→ **Directive**:
Repeat the lines below word for word, starting at the line that contains "the sun ray" and stopping after the line that contains "[1324, 435]".

→ **Annotation data for object locations**:
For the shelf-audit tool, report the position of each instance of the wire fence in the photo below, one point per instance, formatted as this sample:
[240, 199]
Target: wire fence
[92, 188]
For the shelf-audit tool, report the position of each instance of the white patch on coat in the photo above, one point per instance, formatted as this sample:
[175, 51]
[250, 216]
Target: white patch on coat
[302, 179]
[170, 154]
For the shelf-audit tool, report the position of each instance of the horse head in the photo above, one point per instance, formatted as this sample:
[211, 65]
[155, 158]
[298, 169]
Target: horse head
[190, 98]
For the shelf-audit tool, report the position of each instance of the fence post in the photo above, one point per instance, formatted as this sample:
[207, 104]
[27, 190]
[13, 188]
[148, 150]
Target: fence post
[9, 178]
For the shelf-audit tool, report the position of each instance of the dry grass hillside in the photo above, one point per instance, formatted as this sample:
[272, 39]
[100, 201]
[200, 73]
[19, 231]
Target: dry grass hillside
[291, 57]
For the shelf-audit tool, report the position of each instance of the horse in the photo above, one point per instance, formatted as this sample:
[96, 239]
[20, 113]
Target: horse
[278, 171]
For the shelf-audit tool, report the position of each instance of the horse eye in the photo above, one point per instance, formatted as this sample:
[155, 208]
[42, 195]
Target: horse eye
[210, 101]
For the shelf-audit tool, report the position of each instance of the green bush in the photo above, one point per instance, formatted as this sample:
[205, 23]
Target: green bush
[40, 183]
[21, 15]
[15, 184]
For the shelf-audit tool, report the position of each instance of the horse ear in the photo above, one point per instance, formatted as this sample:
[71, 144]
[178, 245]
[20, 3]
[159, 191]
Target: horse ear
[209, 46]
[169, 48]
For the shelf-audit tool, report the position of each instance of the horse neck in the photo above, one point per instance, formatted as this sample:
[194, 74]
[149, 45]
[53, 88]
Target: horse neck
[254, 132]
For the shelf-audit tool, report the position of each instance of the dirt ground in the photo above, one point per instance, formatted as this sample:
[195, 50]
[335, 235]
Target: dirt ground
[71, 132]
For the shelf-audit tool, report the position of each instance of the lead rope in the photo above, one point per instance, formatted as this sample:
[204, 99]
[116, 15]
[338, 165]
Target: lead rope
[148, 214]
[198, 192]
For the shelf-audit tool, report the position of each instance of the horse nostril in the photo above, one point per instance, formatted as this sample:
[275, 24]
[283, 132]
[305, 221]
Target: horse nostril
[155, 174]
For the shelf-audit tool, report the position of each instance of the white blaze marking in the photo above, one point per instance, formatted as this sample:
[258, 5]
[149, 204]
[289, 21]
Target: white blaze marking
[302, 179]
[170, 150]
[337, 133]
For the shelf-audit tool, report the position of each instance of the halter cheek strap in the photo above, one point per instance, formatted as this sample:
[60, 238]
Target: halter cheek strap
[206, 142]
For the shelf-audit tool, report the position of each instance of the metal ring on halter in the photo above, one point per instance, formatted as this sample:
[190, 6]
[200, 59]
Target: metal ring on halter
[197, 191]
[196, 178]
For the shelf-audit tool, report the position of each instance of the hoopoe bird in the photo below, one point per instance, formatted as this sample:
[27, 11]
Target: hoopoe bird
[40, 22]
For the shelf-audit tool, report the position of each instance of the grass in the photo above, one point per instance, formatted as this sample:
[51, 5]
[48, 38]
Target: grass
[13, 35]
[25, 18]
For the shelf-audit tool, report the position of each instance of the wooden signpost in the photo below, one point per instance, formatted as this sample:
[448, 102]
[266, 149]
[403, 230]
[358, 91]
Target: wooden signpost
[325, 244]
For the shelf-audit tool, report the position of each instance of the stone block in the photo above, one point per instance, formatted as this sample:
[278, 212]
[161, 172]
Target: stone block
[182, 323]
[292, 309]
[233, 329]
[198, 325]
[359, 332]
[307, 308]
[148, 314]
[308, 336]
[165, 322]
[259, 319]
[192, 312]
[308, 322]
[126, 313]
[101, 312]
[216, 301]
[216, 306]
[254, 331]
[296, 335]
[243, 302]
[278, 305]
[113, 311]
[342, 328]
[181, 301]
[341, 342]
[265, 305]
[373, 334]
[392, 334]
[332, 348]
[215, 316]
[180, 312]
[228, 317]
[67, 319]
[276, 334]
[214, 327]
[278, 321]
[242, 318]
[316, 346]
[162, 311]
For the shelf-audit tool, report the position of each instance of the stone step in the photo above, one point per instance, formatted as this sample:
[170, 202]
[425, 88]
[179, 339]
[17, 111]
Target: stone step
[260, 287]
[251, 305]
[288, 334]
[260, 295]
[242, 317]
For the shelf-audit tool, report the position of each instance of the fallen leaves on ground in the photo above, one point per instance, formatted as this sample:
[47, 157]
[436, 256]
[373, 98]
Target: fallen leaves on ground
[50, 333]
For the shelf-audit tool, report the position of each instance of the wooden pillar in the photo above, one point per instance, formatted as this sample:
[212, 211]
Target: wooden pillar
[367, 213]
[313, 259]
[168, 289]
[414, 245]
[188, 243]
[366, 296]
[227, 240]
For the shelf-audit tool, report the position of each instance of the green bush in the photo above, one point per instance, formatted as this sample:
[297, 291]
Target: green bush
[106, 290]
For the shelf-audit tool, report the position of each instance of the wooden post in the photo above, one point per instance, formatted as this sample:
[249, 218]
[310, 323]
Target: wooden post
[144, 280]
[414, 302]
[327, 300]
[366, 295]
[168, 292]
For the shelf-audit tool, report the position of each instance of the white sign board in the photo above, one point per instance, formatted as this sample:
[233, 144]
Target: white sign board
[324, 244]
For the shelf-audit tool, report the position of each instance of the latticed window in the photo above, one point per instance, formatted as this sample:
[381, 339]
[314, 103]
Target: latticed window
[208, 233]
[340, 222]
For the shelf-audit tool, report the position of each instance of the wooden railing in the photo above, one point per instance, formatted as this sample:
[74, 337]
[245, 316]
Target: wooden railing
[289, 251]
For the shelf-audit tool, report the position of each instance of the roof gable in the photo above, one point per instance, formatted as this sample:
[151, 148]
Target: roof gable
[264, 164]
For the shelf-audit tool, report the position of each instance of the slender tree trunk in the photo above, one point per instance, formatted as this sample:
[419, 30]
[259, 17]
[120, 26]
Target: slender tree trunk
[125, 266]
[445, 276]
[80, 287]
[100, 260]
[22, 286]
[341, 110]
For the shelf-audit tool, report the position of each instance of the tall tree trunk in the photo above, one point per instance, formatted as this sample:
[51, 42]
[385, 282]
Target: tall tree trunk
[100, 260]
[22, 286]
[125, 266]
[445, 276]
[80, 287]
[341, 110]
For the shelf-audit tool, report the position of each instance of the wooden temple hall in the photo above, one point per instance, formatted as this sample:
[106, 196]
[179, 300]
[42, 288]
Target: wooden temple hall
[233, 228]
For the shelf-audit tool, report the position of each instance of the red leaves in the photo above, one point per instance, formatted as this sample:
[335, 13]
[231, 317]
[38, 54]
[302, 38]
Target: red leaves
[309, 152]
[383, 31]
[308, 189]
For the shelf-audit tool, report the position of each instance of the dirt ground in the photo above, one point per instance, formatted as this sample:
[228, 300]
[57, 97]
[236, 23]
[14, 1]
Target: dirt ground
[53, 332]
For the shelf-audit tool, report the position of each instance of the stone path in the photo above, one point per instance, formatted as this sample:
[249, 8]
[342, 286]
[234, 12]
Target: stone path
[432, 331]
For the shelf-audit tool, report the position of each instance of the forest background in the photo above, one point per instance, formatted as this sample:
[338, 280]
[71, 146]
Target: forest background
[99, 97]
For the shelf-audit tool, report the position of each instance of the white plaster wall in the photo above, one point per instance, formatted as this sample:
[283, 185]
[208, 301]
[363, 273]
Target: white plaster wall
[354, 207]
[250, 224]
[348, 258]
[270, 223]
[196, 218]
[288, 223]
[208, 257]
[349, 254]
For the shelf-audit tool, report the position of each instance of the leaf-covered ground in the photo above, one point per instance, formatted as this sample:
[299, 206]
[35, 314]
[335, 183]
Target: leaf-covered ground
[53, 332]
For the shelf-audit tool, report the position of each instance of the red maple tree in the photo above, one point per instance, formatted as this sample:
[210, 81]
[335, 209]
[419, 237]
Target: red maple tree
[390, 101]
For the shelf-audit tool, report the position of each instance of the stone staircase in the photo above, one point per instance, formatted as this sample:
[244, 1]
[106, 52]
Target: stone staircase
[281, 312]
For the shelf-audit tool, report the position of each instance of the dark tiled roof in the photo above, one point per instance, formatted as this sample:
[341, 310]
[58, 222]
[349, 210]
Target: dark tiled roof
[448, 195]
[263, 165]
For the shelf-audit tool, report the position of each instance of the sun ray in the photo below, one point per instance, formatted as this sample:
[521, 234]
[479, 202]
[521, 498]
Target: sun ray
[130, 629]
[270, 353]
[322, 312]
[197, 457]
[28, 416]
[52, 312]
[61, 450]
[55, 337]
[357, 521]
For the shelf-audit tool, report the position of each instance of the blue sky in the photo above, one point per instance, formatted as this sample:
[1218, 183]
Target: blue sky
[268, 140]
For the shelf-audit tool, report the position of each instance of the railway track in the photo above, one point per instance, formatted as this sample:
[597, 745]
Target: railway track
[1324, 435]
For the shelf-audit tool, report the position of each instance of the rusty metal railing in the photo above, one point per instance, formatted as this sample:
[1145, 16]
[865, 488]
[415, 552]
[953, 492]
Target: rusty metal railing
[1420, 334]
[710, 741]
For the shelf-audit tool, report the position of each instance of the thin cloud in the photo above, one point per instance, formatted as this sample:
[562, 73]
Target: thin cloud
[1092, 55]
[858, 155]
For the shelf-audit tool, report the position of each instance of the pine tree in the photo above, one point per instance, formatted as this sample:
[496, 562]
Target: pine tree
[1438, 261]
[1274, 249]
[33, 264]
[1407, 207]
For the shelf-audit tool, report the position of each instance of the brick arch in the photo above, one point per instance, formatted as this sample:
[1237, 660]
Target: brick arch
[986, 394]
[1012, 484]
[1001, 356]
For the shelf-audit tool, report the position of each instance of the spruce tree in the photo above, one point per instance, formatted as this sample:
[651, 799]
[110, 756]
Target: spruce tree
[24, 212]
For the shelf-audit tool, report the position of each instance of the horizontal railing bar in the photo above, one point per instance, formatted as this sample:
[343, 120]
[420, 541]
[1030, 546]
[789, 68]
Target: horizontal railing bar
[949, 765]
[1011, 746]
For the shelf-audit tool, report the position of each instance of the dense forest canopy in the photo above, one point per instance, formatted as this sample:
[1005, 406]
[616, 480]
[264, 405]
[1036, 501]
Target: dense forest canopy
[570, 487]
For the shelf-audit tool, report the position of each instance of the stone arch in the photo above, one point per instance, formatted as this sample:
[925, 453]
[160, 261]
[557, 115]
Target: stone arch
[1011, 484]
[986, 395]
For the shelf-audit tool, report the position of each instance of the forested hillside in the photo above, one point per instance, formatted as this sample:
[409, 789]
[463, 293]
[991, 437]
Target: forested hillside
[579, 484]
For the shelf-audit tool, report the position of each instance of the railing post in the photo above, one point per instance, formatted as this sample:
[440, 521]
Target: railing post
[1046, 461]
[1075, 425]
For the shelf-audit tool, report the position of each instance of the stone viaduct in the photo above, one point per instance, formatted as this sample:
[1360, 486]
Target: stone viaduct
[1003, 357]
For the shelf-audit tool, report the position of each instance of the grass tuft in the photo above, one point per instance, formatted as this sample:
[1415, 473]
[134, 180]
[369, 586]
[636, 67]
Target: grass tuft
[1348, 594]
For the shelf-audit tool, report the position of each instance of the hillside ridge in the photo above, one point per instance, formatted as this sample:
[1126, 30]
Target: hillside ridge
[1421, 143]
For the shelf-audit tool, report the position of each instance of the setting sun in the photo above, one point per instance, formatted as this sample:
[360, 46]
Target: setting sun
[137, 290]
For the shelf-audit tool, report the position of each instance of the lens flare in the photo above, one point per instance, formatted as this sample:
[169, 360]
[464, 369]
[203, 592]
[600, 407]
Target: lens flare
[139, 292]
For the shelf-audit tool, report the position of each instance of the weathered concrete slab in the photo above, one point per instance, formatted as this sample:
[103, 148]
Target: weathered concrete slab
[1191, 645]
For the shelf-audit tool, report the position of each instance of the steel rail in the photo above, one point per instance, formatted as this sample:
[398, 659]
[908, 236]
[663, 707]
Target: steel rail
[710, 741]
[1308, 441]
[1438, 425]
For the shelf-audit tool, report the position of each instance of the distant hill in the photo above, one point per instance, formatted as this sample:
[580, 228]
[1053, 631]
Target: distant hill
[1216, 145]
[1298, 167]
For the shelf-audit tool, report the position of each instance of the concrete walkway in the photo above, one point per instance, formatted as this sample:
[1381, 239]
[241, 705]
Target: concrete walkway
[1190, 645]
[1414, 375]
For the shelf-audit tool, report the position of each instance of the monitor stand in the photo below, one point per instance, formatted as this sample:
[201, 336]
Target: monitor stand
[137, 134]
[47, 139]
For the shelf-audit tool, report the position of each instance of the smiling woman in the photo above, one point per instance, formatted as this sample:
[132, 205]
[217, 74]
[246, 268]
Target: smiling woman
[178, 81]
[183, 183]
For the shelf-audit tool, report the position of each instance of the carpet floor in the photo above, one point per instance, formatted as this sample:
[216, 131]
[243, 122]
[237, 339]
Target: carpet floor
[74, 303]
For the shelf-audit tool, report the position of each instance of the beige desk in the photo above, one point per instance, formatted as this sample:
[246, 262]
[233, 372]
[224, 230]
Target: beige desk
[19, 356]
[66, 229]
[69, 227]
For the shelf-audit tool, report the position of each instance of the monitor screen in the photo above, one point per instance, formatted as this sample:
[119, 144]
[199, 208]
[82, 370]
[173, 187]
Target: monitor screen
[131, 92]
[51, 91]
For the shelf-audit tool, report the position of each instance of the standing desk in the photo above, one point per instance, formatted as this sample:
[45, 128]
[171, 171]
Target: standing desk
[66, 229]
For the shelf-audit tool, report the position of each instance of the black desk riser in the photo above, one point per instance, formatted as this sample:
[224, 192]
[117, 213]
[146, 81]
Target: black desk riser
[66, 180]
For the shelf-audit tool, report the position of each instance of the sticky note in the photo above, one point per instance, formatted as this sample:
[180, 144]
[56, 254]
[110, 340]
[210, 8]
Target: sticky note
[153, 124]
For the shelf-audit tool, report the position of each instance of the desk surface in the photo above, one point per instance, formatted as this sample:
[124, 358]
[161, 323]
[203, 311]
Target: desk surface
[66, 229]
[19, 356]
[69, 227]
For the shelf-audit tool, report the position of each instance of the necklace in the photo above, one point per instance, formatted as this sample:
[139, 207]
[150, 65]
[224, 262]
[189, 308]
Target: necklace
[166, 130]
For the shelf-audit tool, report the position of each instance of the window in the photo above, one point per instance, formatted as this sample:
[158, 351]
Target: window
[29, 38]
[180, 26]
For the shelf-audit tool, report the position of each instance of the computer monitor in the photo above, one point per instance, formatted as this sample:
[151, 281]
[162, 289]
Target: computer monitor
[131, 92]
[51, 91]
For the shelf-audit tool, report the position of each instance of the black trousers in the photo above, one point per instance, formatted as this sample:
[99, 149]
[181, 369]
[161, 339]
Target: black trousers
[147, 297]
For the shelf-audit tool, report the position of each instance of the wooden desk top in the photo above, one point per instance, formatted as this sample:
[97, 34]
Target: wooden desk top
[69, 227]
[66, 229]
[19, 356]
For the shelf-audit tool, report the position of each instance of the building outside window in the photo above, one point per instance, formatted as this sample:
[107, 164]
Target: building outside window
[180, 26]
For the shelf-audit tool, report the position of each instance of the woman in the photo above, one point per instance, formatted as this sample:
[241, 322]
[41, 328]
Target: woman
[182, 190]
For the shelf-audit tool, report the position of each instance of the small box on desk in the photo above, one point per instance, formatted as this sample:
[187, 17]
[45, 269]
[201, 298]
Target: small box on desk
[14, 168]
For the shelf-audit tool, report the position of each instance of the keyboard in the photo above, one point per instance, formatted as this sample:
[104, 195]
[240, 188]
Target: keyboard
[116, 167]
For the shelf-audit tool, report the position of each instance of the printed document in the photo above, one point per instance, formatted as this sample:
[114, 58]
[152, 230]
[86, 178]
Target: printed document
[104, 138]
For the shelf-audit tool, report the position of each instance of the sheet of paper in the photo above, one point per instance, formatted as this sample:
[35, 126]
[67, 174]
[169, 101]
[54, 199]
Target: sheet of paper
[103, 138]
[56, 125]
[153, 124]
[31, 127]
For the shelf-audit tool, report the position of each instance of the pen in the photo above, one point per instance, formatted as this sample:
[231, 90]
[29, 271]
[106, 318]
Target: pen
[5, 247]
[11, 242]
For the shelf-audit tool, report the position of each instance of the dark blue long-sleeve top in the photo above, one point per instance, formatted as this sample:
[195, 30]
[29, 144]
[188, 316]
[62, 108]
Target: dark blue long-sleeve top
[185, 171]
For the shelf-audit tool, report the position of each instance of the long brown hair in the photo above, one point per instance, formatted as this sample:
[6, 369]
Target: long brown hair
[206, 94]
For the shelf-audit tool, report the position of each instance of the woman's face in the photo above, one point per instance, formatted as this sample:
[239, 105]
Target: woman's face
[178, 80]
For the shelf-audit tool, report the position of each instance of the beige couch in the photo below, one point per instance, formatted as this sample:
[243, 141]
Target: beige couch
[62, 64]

→ **Answer**:
For the shelf-audit tool, report the position of each instance of the sun ray in the photo below, one point per instance, formatted as this sample:
[521, 234]
[479, 202]
[521, 498]
Target: sun ray
[130, 629]
[270, 353]
[322, 312]
[197, 457]
[28, 416]
[52, 312]
[61, 450]
[55, 337]
[357, 521]
For the shelf-audit tool, report the position of each instance of the blue sky in the photo above, one point per instance, formatted as this sample:
[1218, 183]
Target: blue sky
[268, 140]
For the shelf-audit tool, report the position of each instance of the railway track in the photo above, one point per instance, formatted as this sample:
[597, 745]
Target: railway track
[1324, 435]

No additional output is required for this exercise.